--- START EXERCISE MATERIALS ---

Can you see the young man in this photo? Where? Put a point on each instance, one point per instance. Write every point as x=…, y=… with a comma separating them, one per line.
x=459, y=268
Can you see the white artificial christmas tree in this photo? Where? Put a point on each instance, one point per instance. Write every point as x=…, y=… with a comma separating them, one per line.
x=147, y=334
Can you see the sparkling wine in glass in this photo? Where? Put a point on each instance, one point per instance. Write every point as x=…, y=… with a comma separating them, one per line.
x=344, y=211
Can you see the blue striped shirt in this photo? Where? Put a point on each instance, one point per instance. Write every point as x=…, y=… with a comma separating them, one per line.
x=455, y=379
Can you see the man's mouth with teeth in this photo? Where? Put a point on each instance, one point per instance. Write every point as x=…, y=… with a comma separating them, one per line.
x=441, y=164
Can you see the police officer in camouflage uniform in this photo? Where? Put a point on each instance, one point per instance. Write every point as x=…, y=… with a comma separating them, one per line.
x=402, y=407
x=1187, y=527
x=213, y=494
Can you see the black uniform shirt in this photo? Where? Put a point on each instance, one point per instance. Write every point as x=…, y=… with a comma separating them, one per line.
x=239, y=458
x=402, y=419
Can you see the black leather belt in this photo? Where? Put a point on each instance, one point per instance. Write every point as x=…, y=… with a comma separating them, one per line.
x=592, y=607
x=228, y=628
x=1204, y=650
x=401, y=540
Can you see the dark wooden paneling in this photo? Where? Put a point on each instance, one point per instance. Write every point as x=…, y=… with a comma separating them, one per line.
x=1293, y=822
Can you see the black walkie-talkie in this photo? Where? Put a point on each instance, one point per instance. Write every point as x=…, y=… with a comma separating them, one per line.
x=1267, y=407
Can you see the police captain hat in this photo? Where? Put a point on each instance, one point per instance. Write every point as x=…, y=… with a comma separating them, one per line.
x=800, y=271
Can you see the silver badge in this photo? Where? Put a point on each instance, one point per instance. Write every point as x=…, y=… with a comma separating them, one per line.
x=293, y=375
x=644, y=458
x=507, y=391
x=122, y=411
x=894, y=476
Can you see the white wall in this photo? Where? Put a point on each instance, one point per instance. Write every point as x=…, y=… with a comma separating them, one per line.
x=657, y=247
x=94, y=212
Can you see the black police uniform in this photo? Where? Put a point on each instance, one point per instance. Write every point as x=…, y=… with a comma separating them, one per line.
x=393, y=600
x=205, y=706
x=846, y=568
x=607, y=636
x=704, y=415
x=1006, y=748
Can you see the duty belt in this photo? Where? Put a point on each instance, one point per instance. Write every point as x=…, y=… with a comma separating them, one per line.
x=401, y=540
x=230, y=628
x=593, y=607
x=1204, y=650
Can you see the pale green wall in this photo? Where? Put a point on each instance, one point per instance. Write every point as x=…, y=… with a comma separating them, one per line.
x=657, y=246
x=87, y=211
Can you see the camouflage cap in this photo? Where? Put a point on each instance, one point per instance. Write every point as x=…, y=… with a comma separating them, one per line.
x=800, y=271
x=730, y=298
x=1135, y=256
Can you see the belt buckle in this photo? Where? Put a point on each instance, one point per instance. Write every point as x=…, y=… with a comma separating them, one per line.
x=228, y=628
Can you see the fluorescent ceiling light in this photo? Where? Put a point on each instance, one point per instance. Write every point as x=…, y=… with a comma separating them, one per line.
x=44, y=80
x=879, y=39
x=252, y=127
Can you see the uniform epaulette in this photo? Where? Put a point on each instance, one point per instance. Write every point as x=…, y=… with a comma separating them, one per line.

--- END EXERCISE MATERIALS ---

--- WHAT YOU NEED TO DO ---
All of the lines above need to be given again exactly.

--- FULL RESPONSE ---
Can you see the young man in this photo? Where? Put a point on each instance, one point per instance. Write every point as x=…, y=… with a comma separating them, one per line.
x=459, y=268
Can you see the white artificial christmas tree in this photo? Where? Put a point on each instance, one point per instance. Write every point as x=…, y=… with a comma separating them, one per line.
x=147, y=334
Can you see the sparkling wine in glass in this photo? Where? Put a point on each instance, one point per instance. Write every point as x=…, y=… with a comma separating them, one per line.
x=344, y=211
Can you see the blue striped shirt in this photo? Where? Put a point on each instance, one point per instance. Write every point as x=…, y=… with a comma separating them, one per line.
x=455, y=379
Can you see the man's mouth with teeth in this photo? Where? Put a point on each instance, one point per instance. Write every point as x=…, y=… with a comma separating them, one per line.
x=441, y=164
Can you see the police officer in camouflage uniform in this photo? Where? Put a point on each instance, one point per instance. Write every point as x=…, y=… with a comma separating them, one per line.
x=402, y=407
x=1187, y=527
x=213, y=494
Can you see the black uniform shirt in this photo? Where? Put a point on each instance, one point per instance. Write every point as x=…, y=… with a comma separating them, one per line.
x=239, y=458
x=402, y=419
Can you see the black leather belt in this photo? Where? Put a point on each instance, one point per instance. Write every point as x=…, y=… with a comma separating them, one per line.
x=592, y=607
x=228, y=628
x=1204, y=650
x=401, y=540
Can you see the dark wooden paneling in this photo? Where? Put a point on each instance, one point per instance. Write every point as x=…, y=… with a comma separating them, one per line.
x=1293, y=822
Can you see the black walkie-talkie in this photo? Where? Put a point on each instance, one point per instance. Write every point as x=…, y=… with a comma separating them, one per line.
x=1267, y=407
Can you see the police captain hat in this photo? Where? Put a point on each instance, one point per instance. Write every point as x=…, y=… with a comma separating them, one per line.
x=800, y=271
Can you see the silver badge in this photo? Where? Put a point on each instance, one point per instance. Write every point as x=…, y=… with a comma separating them, one per line.
x=293, y=375
x=644, y=458
x=507, y=391
x=122, y=411
x=894, y=476
Can you see the white wall in this photo? Where? Put a point on each instance, one point per instance. Write every point as x=…, y=… with a comma separating them, one per line.
x=657, y=247
x=94, y=212
Can you see the black police uniform in this photo? Where? Put a point on each instance, one point per instance. Write every point as x=…, y=… with a comma separating them, one per line.
x=393, y=600
x=205, y=706
x=846, y=568
x=607, y=636
x=704, y=415
x=1006, y=748
Can you see the duty belt in this photo? Where? Put a point on each instance, one point per instance. Write every point as x=…, y=… with a comma separating them, one per line.
x=401, y=540
x=230, y=628
x=593, y=607
x=1204, y=650
Can you see the pale green wall in this photo? Where? Put a point on each instance, one point per instance. Write every point as x=…, y=… with a comma separating them, one per line.
x=657, y=246
x=87, y=211
Can you see the camouflage cap in this photo? Where? Put a point on each instance, one point per instance. Write every point as x=…, y=… with a comma separating them, one per line.
x=800, y=271
x=730, y=298
x=1135, y=256
Can you see the belt buckle in this photo? Where? Put a point on each instance, one point per instance. Write every point as x=…, y=… with a comma separating them, one per line.
x=228, y=628
Can you see the fluorescent ceiling light in this photo? Where? Put a point on each instance, one point per instance. Write every point as x=…, y=… with a comma separating them, one per line.
x=44, y=80
x=879, y=39
x=252, y=127
Can you see the uniform epaulette in this photo? Where? Put a point on each instance, one point per instance. Write every point as x=…, y=… with a comma separating them, one per line.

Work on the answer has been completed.